Nu hebben wij elkaar van nabij leren kennen. En nu kan ik tegenover u, tenminste wat mijn gedeelte van onze wederzijdse ervaring betreft, verklaren, dat ik hier na een korte tijd van bepaalde begin-problemen, alles veel makelijker, eenvoudiger en mooier heb gevonden, dan ik had kunnen dromen. De Bonner student van 1946 is weliswaar een heel ander wezen als die van 1932 (om van nog vroegere tijden maar helemaal niet te spreken!). Maar ik kan over het algemeen niet vinden, dat hij zich in zijn nadeel heeft veranderd.

════════

# WAT JE DOET:
a: Schrijf uit de tekst over de Bonner student het stuk over, beginnend bij "Nu hebben wij" en doorlopend tot en met "nadeel heeft veranderd.".
b: Welke twee jaargangen van de Bonner student worden in de tekst over de Bonner student met elkaar vergeleken?

════════

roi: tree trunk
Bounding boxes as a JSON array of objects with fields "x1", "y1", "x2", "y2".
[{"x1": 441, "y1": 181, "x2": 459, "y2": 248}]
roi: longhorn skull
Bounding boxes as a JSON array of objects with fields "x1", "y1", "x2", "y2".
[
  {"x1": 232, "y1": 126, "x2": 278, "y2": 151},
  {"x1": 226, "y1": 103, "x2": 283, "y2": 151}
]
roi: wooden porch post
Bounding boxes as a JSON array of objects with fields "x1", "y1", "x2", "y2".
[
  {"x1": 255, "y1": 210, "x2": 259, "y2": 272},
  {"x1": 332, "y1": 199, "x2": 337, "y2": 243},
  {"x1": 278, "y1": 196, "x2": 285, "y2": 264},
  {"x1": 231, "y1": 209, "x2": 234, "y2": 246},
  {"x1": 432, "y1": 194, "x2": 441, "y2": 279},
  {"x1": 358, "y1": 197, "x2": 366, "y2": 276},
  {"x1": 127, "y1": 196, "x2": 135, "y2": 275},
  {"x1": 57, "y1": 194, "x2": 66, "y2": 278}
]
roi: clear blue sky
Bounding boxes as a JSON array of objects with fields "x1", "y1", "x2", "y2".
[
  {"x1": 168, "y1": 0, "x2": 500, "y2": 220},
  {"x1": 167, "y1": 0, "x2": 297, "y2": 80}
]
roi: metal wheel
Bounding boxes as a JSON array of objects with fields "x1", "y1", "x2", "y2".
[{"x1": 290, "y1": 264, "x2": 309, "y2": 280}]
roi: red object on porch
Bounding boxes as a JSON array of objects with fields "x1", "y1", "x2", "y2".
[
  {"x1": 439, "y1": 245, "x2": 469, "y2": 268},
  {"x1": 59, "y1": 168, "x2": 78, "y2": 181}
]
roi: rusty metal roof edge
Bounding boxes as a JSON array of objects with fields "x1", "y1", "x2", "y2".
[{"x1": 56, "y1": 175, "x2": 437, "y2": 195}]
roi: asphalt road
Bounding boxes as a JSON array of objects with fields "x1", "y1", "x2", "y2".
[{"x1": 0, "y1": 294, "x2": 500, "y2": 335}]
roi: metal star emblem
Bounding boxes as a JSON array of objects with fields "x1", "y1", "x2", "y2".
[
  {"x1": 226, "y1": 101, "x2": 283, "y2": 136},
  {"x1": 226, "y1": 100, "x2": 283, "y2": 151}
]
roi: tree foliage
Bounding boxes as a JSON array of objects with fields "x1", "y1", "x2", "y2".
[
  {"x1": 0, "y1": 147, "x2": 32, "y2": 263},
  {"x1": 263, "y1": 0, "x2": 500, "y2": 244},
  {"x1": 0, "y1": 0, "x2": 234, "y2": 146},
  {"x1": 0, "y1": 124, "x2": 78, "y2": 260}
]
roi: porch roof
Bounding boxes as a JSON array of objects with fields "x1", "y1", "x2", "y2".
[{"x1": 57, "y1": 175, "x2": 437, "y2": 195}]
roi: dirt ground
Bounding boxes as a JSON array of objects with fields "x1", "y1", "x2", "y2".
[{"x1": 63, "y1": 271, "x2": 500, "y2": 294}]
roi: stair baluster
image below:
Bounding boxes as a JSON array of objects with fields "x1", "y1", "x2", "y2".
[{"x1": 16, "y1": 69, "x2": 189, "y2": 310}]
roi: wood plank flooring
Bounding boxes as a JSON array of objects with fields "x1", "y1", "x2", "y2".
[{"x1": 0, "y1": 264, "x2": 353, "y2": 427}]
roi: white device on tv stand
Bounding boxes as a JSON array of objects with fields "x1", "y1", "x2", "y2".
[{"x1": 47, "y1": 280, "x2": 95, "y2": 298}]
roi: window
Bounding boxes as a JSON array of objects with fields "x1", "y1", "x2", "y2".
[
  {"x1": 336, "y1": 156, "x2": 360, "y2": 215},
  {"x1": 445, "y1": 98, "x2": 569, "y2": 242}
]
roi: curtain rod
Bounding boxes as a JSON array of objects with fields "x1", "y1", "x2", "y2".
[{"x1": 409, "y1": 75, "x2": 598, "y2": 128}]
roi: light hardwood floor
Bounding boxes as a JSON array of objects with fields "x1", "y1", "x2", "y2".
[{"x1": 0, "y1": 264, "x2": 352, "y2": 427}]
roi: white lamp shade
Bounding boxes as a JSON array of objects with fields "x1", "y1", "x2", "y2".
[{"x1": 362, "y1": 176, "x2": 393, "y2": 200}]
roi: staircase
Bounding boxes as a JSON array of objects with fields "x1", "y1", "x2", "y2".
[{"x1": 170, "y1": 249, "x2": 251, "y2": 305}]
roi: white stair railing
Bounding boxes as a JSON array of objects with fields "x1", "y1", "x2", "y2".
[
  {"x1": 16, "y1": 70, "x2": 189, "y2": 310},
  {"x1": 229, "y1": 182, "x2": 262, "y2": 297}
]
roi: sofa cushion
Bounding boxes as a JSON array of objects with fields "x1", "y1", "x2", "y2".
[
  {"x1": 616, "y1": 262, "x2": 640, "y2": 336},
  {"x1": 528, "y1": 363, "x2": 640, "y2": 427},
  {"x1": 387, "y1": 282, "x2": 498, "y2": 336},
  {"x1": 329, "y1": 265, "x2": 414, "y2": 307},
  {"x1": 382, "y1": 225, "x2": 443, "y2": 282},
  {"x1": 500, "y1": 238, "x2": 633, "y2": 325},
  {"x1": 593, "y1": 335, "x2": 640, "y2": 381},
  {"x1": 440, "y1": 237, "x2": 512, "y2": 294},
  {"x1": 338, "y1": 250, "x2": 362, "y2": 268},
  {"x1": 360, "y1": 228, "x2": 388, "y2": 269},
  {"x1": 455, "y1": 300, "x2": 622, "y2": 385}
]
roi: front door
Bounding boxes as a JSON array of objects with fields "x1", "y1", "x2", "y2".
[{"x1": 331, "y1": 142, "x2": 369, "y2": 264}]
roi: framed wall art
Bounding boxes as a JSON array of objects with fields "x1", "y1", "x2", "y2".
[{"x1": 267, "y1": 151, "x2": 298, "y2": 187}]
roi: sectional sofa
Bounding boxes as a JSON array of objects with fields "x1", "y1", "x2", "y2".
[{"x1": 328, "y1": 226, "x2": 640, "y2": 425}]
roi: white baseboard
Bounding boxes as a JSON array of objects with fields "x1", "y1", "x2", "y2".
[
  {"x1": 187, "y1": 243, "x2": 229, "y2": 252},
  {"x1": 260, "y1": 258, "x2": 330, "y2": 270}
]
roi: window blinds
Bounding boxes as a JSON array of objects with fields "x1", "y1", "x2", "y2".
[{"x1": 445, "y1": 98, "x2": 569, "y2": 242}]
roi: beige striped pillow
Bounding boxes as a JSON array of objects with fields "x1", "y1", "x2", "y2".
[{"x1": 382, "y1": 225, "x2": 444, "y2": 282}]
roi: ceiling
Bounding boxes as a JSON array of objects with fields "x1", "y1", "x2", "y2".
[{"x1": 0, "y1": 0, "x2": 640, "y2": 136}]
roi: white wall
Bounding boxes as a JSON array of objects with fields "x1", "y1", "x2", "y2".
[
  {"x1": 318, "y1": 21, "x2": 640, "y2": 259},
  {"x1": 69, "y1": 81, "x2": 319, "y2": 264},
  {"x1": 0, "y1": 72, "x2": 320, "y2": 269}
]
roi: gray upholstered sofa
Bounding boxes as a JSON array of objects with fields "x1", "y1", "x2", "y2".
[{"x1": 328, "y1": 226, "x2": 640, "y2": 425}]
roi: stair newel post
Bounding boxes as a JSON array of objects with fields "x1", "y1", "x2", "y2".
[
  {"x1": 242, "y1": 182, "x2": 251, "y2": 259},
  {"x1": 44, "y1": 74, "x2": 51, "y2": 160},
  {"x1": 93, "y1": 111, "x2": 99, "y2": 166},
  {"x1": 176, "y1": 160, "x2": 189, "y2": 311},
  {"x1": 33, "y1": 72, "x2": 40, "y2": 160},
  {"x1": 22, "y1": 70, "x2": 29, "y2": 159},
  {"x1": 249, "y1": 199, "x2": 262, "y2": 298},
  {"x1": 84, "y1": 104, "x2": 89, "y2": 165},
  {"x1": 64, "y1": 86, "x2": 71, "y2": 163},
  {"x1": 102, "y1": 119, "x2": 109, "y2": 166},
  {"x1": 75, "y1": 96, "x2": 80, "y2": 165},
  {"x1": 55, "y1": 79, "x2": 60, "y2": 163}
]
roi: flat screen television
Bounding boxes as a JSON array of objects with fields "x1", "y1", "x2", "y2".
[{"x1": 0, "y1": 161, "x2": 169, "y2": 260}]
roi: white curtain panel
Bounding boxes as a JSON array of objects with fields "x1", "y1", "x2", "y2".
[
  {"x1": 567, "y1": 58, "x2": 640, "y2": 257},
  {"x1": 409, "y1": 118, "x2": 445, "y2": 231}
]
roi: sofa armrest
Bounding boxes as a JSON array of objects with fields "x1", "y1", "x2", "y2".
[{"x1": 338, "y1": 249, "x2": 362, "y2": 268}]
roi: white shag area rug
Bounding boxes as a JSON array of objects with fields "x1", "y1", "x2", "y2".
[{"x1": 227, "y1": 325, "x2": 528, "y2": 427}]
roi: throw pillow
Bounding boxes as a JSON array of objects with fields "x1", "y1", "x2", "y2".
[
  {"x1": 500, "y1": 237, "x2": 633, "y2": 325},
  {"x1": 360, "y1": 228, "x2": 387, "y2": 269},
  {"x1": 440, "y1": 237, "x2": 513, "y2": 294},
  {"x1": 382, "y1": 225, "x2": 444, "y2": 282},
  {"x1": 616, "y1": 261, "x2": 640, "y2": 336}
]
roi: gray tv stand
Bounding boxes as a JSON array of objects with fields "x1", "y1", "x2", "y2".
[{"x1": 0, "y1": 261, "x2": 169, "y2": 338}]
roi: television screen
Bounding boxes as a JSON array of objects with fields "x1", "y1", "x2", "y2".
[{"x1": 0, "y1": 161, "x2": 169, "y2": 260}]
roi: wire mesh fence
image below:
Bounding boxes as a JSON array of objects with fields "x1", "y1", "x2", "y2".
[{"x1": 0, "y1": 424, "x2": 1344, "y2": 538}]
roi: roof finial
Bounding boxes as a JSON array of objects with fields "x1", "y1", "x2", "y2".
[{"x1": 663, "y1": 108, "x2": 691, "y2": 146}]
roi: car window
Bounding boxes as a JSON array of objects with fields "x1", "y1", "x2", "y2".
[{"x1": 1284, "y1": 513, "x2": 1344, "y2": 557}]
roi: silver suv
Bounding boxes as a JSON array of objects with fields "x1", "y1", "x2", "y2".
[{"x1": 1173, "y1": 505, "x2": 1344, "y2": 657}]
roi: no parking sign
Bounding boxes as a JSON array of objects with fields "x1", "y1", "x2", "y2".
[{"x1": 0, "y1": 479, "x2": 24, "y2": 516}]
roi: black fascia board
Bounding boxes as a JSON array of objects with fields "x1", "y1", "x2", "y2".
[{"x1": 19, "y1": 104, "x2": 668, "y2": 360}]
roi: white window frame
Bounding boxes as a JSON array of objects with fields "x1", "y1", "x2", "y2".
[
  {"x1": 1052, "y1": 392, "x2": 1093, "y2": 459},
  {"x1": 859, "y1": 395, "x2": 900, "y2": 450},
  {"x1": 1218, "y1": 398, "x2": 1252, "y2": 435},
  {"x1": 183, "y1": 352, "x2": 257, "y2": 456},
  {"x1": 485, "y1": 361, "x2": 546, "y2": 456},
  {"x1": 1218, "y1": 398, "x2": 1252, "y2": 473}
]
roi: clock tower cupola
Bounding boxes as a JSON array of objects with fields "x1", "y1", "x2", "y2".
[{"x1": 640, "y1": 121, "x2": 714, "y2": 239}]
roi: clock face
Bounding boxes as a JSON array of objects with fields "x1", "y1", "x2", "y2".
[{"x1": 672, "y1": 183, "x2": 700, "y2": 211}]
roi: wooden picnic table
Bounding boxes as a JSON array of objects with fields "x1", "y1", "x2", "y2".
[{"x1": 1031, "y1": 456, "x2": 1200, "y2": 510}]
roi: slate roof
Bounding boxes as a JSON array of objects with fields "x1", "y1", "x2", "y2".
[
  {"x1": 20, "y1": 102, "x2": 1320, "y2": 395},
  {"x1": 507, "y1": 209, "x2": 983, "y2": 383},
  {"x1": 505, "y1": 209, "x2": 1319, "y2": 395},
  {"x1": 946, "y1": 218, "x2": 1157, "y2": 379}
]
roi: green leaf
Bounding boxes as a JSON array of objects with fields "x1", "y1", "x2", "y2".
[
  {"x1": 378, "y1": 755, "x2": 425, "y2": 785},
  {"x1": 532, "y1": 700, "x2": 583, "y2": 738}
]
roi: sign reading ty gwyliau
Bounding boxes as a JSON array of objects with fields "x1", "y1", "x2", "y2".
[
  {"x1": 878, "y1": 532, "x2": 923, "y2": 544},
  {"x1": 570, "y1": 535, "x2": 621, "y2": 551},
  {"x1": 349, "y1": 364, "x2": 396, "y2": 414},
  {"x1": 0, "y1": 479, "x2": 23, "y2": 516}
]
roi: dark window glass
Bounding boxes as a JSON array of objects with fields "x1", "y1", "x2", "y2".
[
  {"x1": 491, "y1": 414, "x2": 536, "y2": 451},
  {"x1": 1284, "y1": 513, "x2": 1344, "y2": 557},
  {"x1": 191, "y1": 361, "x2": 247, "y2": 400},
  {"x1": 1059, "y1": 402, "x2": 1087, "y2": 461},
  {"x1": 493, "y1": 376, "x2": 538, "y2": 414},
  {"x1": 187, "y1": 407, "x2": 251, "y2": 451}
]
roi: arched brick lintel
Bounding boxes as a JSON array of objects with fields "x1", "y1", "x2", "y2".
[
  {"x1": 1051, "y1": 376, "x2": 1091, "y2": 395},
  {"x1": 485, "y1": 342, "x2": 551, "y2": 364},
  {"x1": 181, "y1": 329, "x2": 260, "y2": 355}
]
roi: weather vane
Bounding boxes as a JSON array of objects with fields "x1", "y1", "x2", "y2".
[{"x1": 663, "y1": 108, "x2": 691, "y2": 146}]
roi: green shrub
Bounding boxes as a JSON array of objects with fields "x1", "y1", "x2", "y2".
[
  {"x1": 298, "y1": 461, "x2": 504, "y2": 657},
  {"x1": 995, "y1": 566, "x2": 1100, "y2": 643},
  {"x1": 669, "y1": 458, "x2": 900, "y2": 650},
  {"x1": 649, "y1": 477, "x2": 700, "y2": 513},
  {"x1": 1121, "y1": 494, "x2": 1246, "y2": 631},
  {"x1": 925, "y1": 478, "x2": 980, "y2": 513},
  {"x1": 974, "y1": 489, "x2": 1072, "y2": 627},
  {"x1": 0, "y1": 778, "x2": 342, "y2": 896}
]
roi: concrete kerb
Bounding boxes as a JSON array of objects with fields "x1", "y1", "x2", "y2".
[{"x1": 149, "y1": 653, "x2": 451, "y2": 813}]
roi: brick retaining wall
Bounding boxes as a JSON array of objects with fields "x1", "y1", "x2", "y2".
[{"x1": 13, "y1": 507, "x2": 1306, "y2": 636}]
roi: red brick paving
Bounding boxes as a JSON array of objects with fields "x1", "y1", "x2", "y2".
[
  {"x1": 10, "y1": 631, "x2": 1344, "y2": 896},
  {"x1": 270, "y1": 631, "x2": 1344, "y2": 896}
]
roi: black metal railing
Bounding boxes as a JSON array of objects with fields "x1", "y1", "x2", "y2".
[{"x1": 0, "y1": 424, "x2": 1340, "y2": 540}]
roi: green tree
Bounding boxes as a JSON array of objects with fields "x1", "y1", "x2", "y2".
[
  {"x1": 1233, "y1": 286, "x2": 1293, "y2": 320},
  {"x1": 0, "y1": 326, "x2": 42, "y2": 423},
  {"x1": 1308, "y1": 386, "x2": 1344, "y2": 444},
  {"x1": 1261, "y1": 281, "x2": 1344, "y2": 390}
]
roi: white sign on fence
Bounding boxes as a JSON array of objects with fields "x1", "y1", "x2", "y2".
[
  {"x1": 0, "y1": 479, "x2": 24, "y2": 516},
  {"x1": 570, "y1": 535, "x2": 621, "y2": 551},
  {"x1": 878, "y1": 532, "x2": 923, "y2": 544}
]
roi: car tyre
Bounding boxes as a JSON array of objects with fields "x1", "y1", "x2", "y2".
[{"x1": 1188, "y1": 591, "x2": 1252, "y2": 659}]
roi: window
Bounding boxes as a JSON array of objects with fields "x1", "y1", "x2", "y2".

════════

# ANTWOORDEN:
a:
Nu hebben wij elkaar van nabij leren kennen. En nu kan ik tegenover u, tenminste wat mijn gedeelte van onze wederzijdse ervaring betreft, verklaren, dat ik hier na een korte tijd van bepaalde begin-problemen, alles veel makelijker, eenvoudiger en mooier heb gevonden, dan ik had kunnen dromen. De Bonner student van 1946 is weliswaar een heel ander wezen als die van 1932 (om van nog vroegere tijden maar helemaal niet te spreken!). Maar ik kan over het algemeen niet vinden, dat hij zich in zijn nadeel heeft veranderd.

b: De Bonner student van 1946 en die van 1932.